▶ [What the exercise asks] The answer should be each line of the records that contains the word "bumper"; please copy them all.

:: Records supplied

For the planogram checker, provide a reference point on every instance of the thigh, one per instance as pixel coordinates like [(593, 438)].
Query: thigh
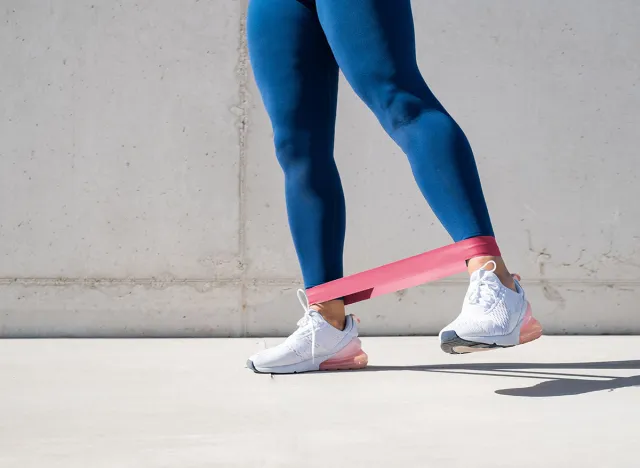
[(292, 62), (373, 42)]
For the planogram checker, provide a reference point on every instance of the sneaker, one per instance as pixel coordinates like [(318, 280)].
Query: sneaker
[(493, 316), (315, 345)]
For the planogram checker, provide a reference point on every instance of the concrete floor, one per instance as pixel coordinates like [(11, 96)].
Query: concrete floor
[(558, 402)]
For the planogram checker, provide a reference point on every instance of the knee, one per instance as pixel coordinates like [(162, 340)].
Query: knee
[(400, 109), (404, 109), (291, 148)]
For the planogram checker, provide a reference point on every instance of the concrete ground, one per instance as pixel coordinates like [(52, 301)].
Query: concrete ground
[(558, 402)]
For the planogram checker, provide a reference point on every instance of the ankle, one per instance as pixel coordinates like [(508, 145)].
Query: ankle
[(333, 312), (501, 270)]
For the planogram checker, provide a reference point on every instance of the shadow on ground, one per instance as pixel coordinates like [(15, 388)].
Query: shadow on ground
[(553, 383)]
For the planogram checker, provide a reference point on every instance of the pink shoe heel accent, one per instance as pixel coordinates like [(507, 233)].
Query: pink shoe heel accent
[(531, 328), (350, 357)]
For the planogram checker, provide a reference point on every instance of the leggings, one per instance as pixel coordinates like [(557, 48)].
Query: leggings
[(296, 48)]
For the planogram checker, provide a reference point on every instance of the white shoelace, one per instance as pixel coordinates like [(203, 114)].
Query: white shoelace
[(307, 319), (486, 290)]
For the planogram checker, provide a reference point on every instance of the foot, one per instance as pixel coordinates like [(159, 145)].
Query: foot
[(315, 345), (493, 316)]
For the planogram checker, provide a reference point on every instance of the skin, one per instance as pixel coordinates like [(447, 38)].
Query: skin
[(334, 311)]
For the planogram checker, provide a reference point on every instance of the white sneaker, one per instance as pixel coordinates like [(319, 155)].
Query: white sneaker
[(493, 316), (315, 345)]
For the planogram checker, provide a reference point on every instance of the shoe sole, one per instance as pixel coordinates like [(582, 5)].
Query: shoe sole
[(351, 357), (529, 329)]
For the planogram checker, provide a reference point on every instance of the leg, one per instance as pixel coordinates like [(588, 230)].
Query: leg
[(373, 42), (298, 78), (378, 59)]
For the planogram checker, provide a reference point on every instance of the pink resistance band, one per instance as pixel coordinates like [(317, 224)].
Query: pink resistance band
[(429, 266)]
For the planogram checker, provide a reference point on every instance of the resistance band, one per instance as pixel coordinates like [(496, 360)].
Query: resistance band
[(413, 271)]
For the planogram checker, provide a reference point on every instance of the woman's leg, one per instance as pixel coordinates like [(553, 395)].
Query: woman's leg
[(297, 76), (373, 42), (374, 45)]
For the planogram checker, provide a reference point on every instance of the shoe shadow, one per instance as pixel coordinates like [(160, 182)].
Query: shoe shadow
[(554, 383)]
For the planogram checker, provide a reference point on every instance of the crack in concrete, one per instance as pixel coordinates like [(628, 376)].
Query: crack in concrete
[(242, 73)]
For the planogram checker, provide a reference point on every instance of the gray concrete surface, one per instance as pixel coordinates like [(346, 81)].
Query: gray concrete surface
[(558, 402), (139, 193)]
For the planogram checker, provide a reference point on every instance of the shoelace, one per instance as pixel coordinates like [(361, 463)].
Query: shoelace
[(307, 319), (486, 290)]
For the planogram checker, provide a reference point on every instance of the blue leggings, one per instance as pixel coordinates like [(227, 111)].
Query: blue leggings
[(296, 47)]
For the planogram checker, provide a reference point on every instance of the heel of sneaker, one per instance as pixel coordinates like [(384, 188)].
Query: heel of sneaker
[(531, 329), (350, 357)]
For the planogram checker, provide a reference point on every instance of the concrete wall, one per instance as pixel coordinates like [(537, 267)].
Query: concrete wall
[(139, 193)]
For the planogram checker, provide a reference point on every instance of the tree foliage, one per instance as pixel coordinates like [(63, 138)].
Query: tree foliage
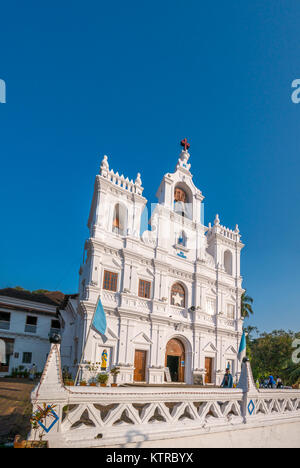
[(271, 353)]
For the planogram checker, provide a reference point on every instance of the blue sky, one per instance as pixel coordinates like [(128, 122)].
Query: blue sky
[(131, 79)]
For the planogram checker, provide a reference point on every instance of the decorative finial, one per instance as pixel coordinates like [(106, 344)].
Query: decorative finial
[(184, 143), (138, 180), (104, 168), (217, 220)]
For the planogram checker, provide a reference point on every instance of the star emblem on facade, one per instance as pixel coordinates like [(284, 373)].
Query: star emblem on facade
[(177, 299)]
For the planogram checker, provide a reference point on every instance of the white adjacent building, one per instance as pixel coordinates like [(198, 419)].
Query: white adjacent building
[(171, 295), (26, 320)]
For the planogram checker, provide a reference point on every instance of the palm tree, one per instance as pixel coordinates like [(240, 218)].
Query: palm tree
[(246, 305)]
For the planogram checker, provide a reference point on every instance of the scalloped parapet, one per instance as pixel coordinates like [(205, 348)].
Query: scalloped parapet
[(120, 180), (219, 229)]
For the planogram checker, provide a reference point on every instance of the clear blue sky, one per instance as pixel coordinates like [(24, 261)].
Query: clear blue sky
[(130, 79)]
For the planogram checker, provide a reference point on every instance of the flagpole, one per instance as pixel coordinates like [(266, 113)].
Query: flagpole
[(86, 341)]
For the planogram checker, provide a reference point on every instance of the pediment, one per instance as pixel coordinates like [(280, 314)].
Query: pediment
[(210, 347), (142, 338), (231, 350)]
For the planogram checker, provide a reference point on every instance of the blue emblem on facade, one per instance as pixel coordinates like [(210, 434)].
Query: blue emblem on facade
[(251, 407), (181, 254), (48, 429)]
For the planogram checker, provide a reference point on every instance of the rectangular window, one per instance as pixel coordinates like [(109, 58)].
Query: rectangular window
[(230, 311), (55, 326), (27, 358), (211, 306), (144, 289), (31, 324), (110, 281), (4, 320)]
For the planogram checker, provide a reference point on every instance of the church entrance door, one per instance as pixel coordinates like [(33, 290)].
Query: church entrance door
[(209, 370), (140, 366), (175, 360)]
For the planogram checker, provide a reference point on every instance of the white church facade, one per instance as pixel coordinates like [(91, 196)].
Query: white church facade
[(171, 295)]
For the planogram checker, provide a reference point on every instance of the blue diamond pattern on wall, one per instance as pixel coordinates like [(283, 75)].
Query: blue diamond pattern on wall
[(251, 407), (48, 429)]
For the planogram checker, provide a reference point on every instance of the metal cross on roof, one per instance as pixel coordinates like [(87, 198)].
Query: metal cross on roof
[(185, 144)]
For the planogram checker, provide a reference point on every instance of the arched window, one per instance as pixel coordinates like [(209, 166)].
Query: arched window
[(182, 239), (119, 220), (228, 262), (180, 195), (178, 295), (183, 201)]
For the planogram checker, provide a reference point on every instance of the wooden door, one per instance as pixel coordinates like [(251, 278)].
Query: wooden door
[(176, 349), (208, 368), (140, 366)]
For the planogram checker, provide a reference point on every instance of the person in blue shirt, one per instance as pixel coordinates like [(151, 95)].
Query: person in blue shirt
[(272, 383), (228, 380)]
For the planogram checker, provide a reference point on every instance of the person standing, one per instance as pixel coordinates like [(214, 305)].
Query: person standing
[(272, 383), (279, 383), (32, 372)]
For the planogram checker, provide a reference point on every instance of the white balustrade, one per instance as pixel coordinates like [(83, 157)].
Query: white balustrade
[(99, 417)]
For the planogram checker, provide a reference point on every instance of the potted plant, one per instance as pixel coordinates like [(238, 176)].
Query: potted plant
[(93, 369), (69, 383), (40, 416), (115, 371), (103, 379)]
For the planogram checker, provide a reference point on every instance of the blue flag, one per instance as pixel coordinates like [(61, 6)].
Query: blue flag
[(99, 322), (243, 346)]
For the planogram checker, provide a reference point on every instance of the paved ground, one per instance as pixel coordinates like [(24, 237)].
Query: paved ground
[(15, 408)]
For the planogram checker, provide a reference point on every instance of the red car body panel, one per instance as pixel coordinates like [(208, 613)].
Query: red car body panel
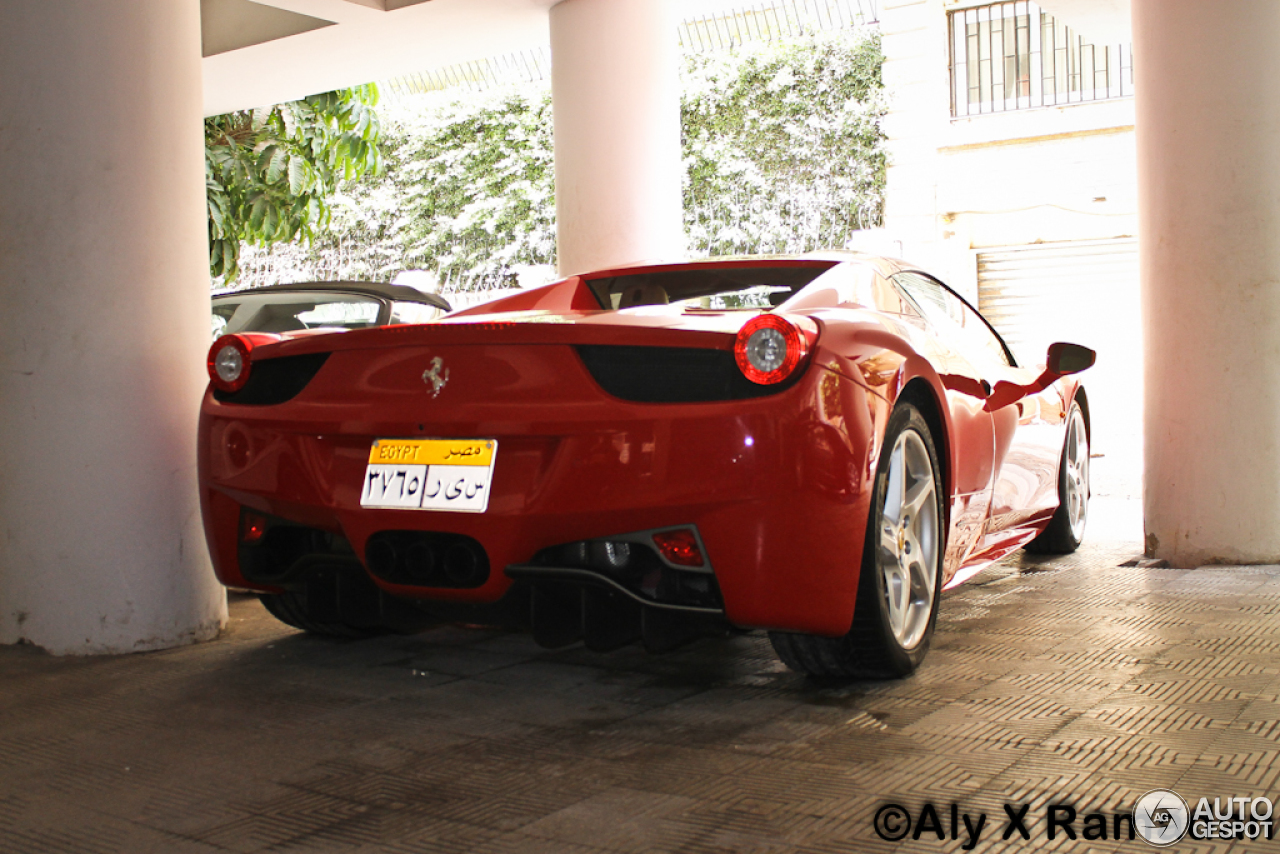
[(777, 487)]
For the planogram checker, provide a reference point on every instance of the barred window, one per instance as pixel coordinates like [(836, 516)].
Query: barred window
[(1015, 56)]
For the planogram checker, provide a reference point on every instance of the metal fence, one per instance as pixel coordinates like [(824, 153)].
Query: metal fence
[(762, 21), (1016, 56)]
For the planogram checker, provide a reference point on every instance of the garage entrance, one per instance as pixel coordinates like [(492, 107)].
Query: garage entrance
[(1086, 292)]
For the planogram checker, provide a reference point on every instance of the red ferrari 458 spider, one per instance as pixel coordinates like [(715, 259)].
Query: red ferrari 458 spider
[(814, 446)]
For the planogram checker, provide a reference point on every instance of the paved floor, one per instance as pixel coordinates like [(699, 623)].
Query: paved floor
[(1072, 683)]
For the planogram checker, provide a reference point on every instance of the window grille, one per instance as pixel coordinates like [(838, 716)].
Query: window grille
[(1016, 56)]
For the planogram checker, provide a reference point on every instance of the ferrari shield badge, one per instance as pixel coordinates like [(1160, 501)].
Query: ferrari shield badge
[(437, 375)]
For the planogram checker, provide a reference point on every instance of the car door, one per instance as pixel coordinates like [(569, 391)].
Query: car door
[(1028, 433), (964, 373)]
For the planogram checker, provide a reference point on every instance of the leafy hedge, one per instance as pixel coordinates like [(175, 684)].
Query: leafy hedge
[(782, 154)]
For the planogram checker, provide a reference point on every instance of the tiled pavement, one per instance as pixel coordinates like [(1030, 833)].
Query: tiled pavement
[(1068, 681)]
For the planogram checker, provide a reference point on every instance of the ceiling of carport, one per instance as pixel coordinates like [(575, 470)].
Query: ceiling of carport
[(266, 51)]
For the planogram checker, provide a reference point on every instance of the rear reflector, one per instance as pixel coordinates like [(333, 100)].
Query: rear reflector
[(679, 547), (252, 526)]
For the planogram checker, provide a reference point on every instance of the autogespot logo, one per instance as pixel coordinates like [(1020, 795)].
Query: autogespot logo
[(1161, 817)]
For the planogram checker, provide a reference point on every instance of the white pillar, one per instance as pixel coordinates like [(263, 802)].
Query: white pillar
[(616, 95), (104, 297), (1208, 176)]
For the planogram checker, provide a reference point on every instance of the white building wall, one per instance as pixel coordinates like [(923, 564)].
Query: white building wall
[(958, 186)]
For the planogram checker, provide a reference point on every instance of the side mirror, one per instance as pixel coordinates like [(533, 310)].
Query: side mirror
[(1069, 359)]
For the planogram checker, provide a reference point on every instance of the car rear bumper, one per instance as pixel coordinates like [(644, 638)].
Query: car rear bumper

::::

▶ [Response]
For the planogram checker, provide a reference point on every instance of the car rear bumper, one per instance as pixel coordinates like [(644, 638)].
Query: car rear bumper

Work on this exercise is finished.